─── RECORDS PROVIDED ───

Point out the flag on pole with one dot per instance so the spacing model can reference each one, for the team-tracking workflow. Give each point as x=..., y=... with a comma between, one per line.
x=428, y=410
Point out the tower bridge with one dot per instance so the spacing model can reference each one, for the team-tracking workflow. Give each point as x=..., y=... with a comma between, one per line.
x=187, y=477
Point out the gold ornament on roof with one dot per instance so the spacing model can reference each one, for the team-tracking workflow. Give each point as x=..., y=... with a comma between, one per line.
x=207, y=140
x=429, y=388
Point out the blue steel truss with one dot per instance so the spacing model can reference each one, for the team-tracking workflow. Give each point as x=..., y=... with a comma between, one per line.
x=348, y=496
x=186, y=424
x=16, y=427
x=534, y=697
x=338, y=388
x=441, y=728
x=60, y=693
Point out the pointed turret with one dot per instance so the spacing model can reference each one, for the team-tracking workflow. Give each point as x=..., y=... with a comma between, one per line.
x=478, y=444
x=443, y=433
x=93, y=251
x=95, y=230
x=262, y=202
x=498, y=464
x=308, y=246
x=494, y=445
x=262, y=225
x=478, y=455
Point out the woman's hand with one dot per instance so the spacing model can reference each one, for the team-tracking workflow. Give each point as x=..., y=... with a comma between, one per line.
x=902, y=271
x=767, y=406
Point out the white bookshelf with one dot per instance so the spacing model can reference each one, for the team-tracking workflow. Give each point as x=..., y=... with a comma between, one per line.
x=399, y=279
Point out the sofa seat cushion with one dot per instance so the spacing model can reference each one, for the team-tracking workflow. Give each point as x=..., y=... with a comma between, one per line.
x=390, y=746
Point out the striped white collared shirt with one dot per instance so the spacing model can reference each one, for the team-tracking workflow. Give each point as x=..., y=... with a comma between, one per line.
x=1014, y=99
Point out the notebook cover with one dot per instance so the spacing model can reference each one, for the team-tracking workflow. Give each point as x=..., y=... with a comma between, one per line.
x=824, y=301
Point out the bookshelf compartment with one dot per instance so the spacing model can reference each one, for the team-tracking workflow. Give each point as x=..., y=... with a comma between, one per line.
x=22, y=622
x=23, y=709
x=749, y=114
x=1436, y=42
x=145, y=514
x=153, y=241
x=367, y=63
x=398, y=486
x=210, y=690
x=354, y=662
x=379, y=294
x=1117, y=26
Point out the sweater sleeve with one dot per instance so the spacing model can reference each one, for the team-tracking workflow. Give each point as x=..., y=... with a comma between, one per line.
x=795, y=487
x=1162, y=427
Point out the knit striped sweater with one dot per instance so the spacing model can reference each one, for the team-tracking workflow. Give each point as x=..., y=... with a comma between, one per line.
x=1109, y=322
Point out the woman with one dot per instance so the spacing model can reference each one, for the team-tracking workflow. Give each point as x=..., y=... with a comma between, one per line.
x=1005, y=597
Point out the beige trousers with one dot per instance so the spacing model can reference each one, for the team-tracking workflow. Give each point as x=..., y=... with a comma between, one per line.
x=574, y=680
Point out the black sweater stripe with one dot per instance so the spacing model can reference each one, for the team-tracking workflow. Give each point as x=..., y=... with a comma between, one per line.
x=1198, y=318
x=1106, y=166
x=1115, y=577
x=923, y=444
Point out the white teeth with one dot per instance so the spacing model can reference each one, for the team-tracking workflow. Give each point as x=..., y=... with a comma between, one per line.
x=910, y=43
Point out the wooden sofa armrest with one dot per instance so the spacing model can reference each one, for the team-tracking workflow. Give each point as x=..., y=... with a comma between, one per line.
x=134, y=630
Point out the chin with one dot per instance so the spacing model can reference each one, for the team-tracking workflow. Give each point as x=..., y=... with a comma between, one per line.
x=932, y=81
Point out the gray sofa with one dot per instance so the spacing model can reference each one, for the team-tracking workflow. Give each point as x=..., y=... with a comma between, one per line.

───

GOAL OF THE EXERCISE: Your answer must be the lines from the one containing "Point out the chin" to the last line of the entries, repeated exactly and with nothing else.

TASK RESULT:
Point out the chin with one dot per instance so the spacing model can reference each one, for the team-tracking workflow. Give each point as x=..., y=... with a comma between, one per line.
x=932, y=81
Point out the gray sofa with one dot per instance so the spacing model can reference each one, for the team-tracking workflow. Give each point as x=..., y=... with a comma between, one per line.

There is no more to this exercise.